━━━ Source material

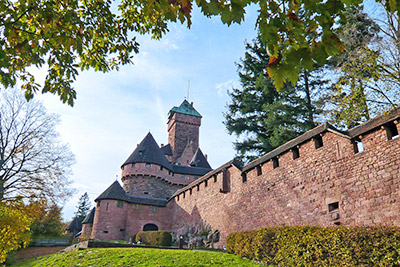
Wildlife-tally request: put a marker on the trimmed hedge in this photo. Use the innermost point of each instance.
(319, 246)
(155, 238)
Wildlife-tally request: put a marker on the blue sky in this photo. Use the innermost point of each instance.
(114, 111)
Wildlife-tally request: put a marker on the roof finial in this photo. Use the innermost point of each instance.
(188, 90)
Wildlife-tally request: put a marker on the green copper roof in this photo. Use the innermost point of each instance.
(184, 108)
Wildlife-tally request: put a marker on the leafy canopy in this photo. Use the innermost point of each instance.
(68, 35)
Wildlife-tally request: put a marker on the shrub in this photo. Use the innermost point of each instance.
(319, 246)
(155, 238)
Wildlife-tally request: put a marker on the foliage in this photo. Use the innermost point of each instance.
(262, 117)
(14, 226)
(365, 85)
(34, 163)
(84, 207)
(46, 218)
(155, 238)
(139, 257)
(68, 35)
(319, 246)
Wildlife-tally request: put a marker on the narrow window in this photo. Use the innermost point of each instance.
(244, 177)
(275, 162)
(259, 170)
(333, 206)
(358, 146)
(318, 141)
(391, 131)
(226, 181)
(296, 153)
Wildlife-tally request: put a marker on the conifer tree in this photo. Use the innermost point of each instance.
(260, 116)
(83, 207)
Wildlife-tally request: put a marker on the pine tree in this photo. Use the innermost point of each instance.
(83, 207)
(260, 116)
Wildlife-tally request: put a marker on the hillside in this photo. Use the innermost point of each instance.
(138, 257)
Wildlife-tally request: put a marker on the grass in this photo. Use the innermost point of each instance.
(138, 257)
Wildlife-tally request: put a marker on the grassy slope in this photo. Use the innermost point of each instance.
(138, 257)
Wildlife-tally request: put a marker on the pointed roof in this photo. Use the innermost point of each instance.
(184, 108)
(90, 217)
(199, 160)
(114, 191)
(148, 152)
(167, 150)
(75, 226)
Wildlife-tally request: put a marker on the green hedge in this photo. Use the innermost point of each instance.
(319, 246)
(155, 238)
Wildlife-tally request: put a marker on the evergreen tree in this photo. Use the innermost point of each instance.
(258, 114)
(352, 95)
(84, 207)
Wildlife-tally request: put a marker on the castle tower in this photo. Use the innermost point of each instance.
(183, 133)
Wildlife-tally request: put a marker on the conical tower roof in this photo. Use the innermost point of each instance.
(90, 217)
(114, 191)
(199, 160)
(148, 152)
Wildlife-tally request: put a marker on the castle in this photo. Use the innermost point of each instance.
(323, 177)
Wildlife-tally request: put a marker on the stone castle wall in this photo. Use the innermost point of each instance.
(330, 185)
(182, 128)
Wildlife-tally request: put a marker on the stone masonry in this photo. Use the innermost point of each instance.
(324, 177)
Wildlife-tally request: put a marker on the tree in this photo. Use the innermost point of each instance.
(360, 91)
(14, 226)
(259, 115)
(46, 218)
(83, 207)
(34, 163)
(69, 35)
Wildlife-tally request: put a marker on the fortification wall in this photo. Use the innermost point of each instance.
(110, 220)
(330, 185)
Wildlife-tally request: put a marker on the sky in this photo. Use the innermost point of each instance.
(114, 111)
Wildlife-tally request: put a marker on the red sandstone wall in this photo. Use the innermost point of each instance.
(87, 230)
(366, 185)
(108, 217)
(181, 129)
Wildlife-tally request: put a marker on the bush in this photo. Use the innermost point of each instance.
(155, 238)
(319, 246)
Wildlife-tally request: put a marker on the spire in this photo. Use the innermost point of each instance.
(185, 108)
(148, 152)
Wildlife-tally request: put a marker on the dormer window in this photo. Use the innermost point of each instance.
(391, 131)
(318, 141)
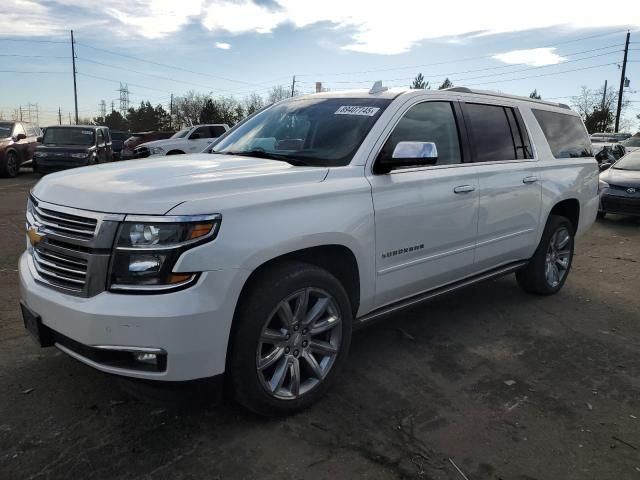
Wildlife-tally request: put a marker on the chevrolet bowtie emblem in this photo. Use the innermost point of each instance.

━━━━━━

_What you will do_: Repeat the lines of the records verbatim, starting at the line containing "Wildlife-tally request: put a marker on the sky" and stopping after the final line. Images stay out.

_Solution to this problem_:
Wildlife-tally request: put a marker on the sky in this photo. Use the innermost point of each instance.
(114, 111)
Wildlife-tally request: put a marker on the red sandstone wall in this photo. Use the innermost point of each instance.
(87, 230)
(366, 185)
(108, 217)
(181, 129)
Wildlife-tally request: put a marker on the bush in this photo. Use the innermost point of each instance.
(155, 238)
(319, 246)
Wildlife-tally request: put a marker on the spire in this photo. Use the innermost point of each instance.
(185, 108)
(148, 152)
Wildlife-tally request: put a marker on the dormer window in this photo. Use the innermost point of each instance.
(391, 131)
(318, 141)
Wildlife-tally request: put a marker on the chevrolet bowtie emblem in this photo. Use the innermost point of each instance.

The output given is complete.